- **PASSAGE PROVIDED**
================================

Translation of amounts from RMB into US dollars for reporting purposes is performed by translating the results of operations denominated in foreign currency at the weighted average rate of exchange during the reporting period. Assets and liabilities denominated in foreign currencies at the balance sheet date are translated at the market rate of exchange ruling at that date. The registered equity capital denominated in the functional currency is translated at the historical rate of exchange at the time of capital contribution. All translation adjustments resulting from the translation of the financial statements into the reporting currency (US dollars) are reported as a component of accumulated other comprehensive income in shareholders’ equity.
As of July 31, 2011 and October 31, 2010, the exchange rate was RMB 6.43 and RMB 6.67, respectively. Translation adjustments totaled $828,537 and $461,820 for the three months ended July 31, 2011 and 2010, respectively, and $3,004,411 and $301,931 for the nine months ended July 31, 2011 and 2010, respectively.

5.
Cash and cash equivalents

Cash and cash equivalents represent cash on hand and demand deposits placed with banks or other financial institutions, which have maturities less than three months when purchased.  There were no restrictions to cash at July 31, 2011 and October 31, 2010.  Substantially all of the Company’s cash is held in bank accounts in the PRC and is not protected by the Federal Deposit Insurance Corporation (“FDIC”) insurance or any other similar insurance.  Given the current economic environment and risks in the banking industry, there is a risk that deposits may not be readily available.

6.
Trade receivables, net

Trade receivables are recorded at the invoiced amount and do not bear interest. Trade receivable payment terms vary and amounts due from customers are stated in the condensed consolidated financial statements net of an allowance for doubtful accounts and sales rebates. The Company maintains an allowance for doubtful accounts for estimated losses inherent in its trade receivables. Trade receivables outstanding longer than the payment terms are considered past due. The Company determines its allowance by considering a number of factors, including the length of time the trade receivable is past due, the Company’s previous loss history, the counter party’s current ability to pay its obligation to the Company, and the condition of the general economy and the industry as a whole. The Company writes off receivables when they are deemed uncollectible, and payments subsequently received on such trade receivables are credited to the allowance for doubtful accounts.  There were no write offs for the three and nine months ended July 31, 2011 and 2010.  The Company does not have any off-balance sheet credit exposure related to its customers.

7.
Inventory, net

Inventory consists of raw materials, work-in-progress and finished goods and is valued at the lower of cost or market value. The value of inventory is determined using the weighted average cost method and includes any related production overhead costs incurred in bringing the inventory to their present location and condition. Overhead costs included in finished goods include, direct labor cost and other costs directly applicable to the manufacturing process.
The Company estimates an inventory allowance for excessive, slow moving and obsolete inventories as well as inventory whose carrying value is in excess of net realizable value.  Inventory amounts are reported net of such allowances.  There were no inventory write offs for the three and nine months ended July 31, 2011 and 2010.

================================

- **EXTRACTED RECORDS**
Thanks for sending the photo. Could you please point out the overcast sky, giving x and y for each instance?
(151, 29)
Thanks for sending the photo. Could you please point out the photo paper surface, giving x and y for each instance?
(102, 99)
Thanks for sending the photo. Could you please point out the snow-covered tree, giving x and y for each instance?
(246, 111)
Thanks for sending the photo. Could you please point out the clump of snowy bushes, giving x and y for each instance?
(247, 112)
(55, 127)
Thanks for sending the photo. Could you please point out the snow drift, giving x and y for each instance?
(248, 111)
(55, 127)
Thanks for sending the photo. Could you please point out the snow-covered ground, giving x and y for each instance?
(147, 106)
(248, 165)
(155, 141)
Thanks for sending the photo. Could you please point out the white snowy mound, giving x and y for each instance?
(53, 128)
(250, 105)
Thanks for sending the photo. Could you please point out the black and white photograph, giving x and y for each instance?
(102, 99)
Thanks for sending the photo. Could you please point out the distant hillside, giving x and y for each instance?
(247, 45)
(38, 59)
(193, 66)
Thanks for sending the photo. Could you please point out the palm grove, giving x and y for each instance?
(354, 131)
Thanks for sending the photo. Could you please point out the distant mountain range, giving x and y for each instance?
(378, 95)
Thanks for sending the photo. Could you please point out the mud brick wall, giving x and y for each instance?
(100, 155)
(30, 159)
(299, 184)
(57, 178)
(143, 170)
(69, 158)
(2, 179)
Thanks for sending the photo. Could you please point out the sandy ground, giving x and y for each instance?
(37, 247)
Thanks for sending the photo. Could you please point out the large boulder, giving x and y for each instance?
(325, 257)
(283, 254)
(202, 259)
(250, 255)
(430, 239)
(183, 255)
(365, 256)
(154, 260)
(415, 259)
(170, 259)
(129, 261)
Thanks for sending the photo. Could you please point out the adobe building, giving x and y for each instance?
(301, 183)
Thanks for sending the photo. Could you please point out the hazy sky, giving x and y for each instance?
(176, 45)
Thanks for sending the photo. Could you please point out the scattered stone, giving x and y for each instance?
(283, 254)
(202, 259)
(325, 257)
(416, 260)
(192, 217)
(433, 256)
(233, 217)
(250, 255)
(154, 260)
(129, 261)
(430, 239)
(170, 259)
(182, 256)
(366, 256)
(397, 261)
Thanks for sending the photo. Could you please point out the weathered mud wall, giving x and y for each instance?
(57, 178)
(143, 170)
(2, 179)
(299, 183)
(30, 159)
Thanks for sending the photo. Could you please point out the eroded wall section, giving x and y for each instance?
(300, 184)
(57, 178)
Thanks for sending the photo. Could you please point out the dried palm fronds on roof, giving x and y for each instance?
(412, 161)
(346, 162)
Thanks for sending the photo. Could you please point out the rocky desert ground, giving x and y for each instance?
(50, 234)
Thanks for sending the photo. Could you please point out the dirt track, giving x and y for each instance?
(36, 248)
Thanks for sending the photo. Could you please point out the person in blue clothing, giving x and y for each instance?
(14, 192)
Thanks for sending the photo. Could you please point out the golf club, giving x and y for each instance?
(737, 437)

================================

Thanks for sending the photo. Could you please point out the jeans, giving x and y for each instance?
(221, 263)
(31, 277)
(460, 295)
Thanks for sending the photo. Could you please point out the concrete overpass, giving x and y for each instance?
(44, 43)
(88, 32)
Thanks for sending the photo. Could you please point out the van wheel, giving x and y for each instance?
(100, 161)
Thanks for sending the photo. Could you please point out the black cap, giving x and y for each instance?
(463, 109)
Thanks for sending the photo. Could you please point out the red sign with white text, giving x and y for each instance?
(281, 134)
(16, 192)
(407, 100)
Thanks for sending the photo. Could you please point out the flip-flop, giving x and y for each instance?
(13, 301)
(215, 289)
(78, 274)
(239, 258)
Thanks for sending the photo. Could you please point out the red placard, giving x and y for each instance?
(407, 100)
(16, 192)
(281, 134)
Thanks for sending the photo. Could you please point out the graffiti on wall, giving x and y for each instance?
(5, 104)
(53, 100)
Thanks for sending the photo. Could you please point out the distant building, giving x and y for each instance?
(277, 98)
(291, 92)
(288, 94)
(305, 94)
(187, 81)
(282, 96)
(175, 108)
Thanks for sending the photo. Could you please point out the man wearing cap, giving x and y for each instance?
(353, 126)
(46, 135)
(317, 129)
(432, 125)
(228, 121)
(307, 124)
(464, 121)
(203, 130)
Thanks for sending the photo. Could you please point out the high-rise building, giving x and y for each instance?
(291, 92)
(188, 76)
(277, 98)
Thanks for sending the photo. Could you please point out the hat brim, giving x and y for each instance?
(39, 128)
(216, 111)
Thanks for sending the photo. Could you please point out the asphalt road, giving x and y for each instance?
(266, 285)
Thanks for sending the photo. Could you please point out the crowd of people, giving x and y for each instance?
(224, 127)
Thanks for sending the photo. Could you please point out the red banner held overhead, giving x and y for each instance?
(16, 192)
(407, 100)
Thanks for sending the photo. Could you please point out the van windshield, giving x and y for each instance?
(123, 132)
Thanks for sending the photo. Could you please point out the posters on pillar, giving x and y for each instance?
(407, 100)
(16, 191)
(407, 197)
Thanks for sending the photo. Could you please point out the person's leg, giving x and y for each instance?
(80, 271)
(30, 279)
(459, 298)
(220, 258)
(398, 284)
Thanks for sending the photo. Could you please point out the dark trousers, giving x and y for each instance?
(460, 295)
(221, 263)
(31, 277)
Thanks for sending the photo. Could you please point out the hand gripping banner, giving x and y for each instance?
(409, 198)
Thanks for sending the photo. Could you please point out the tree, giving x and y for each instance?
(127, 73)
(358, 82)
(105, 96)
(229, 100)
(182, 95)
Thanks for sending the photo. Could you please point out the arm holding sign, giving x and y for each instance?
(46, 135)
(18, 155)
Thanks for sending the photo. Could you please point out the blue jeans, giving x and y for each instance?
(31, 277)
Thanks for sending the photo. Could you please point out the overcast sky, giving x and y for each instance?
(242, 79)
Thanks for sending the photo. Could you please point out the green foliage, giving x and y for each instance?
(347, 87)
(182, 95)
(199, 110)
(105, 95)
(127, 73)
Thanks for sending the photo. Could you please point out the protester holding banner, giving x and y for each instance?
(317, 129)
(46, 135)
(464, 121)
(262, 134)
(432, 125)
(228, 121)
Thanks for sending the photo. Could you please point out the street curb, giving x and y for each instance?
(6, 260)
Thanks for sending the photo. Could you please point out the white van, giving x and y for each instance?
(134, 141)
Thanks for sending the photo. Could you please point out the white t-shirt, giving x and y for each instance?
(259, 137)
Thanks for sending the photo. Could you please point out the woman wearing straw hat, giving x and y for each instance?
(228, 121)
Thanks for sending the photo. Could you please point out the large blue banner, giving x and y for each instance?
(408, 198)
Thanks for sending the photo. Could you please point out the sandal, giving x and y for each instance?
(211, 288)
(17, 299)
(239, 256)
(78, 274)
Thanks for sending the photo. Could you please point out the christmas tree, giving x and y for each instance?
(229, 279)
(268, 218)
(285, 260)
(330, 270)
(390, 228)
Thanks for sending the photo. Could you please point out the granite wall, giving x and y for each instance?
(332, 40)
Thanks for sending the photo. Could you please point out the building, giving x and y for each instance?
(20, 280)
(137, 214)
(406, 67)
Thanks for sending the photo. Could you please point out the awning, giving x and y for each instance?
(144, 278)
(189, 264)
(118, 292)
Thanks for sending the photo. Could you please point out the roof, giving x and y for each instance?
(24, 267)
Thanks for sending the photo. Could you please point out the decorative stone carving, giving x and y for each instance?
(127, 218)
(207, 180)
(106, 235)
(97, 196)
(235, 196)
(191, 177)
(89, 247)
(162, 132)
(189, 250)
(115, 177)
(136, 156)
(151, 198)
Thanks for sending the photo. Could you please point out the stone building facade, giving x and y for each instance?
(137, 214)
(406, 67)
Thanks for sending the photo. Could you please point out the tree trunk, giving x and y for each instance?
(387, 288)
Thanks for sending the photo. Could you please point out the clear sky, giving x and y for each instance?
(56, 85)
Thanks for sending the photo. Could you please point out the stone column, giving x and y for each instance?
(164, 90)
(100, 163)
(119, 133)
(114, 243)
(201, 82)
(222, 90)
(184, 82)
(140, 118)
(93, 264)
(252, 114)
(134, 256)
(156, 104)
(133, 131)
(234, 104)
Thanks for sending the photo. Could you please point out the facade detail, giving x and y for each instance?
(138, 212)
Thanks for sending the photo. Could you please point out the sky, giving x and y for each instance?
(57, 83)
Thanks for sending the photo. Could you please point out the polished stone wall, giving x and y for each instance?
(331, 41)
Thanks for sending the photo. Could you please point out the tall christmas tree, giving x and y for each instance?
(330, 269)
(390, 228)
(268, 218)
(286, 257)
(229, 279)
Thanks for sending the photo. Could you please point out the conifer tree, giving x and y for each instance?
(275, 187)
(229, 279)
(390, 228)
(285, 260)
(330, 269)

================================

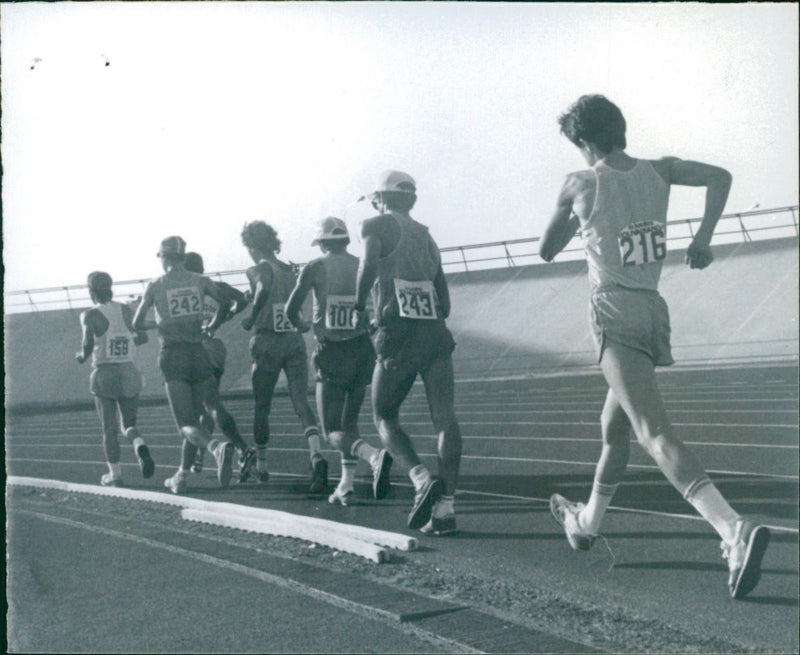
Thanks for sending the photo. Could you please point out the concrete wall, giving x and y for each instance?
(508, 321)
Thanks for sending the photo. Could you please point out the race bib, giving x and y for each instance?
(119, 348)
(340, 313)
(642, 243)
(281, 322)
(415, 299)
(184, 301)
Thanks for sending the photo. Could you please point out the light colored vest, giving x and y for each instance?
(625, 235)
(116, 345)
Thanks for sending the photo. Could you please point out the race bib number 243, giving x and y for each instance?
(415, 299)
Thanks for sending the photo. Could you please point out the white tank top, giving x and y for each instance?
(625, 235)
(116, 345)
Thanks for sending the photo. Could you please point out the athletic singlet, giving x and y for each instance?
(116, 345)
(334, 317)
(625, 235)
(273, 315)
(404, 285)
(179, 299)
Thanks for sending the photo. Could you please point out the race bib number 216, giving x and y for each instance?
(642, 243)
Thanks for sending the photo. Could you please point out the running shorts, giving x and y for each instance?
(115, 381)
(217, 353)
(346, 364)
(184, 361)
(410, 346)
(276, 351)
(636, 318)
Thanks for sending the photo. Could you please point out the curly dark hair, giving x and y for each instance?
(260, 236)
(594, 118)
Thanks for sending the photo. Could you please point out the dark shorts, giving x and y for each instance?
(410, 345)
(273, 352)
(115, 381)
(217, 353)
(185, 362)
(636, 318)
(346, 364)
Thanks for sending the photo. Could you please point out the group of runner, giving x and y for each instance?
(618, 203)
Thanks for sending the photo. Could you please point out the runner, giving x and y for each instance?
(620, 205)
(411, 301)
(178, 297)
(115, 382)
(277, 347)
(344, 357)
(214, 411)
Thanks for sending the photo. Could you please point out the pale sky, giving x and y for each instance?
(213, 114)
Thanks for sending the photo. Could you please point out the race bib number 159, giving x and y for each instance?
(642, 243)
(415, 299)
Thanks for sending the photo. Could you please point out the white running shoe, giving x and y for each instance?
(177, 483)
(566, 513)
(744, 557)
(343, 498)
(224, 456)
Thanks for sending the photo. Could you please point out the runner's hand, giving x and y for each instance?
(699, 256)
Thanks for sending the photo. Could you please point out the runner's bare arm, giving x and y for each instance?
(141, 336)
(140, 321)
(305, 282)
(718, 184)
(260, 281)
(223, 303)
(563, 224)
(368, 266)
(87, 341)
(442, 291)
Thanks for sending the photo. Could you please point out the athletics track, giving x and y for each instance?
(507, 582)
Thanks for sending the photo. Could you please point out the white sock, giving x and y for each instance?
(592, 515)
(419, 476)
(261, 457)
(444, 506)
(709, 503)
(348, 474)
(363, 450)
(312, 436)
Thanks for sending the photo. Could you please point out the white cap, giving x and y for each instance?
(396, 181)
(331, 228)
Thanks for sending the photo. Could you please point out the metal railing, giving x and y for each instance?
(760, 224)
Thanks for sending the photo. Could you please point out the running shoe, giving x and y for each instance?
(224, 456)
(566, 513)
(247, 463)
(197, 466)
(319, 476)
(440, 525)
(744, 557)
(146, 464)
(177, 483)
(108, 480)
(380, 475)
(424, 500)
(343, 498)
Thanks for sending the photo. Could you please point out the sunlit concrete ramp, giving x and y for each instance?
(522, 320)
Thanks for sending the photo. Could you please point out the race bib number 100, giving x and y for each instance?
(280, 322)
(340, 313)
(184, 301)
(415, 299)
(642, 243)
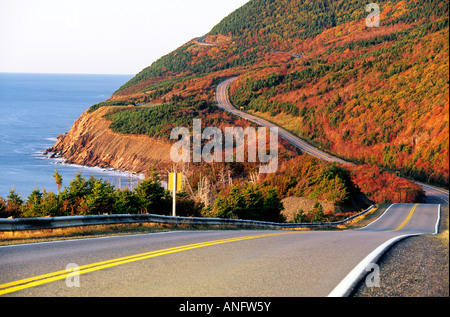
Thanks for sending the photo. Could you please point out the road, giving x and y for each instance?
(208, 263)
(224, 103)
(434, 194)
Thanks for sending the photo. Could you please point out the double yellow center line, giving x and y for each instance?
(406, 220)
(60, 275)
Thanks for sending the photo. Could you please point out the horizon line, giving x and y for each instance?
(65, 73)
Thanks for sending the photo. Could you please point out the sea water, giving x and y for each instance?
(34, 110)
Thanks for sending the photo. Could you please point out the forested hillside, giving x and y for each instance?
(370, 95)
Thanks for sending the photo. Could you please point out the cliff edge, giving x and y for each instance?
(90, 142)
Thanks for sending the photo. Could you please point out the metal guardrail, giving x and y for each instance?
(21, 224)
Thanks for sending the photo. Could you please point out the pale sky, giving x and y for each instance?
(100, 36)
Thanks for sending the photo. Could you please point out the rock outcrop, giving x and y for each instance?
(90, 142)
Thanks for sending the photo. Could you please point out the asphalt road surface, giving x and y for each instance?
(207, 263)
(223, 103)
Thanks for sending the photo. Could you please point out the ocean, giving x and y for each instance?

================================

- **WHAT TO DO**
**a)** Report every line of the records that contains the word "hand".
**b)** Continue the financial statement notes from the point where they stop.

- **RESPONSE LIST**
**a)**
Thanks for sending the photo. Could you please point out the hand gripping banner, giving x and y for each instance?
Thanks for sending the photo. Could you please point out the runner's hand, giving x and y for each instance?

**b)**
8.
Property and equipment, net

Property and equipment are recorded at cost. Expenditures for major additions and improvements are capitalized and minor replacements, maintenance, and repairs are charged to expense as incurred. When property and equipment are retired or otherwise disposed of, the cost and accumulated depreciation are removed from the accounts and any resulting gain or loss is included in the results of operations for the respective period.

Depreciation is provided over the estimated useful lives of the related assets using the straight-line method.  The estimated useful lives for significant property and equipment categories are as follows:

Machinery and equipment
10 years
Office equipment and furnishings
5-10 years
Motor vehicles
5-10 years

9.
Intangible assets, net

Intangible assets consist of purchased patents and land utilizing right. Intangible assets are carried at cost less accumulated amortization and any impairment. Intangible assets with a finite useful life are amortized using the straight-line method over valid periods varied from 10 to 30 years, which is the estimated economic life of the intangible assets.

10.
Accounting for the impairment of long-lived assets

The Company’s long-lived assets and other assets (consisting of property and equipment) are reviewed for impairment in accordance with the guidance of the FASB ASC Topic 360, “Property, Plant, and Equipment,” FASB ASC Topic 360, "Intangibles - Goodwill and Others," and FASB ASC Topic 205 “Presentation of Financial Statements .”  The Company tests for impairment losses on long-lived assets used in operations whenever events or changes in circumstances indicate that the carrying amount of the asset may not be recoverable. Recoverability of an asset to be held and used is measured by a comparison of the carrying amount of an asset to the future undiscounted cash flows expected to be generated by the asset. If such asset is considered to be impaired, the impairment to be recognized is measured by the amount by which the carrying amount of the asset exceeds its fair value. Impairment evaluations involve management’s estimates on asset useful lives and future cash flows.  Actual useful lives and cash flows could be different from those estimated by management which could have a material effect on our reporting results and financial positions.  Fair value is determined through various valuation techniques including discounted cash flow models, quoted market values and third-party independent appraisals, as considered necessary. Through the three and nine months ended July 31, 2011 and 2010, the Company had not experienced impairment losses on its long-lived assets. However, there can be no assurances that demand for the Company’s products or services will continue, which could result in an impairment of long-lived assets in the future.

11.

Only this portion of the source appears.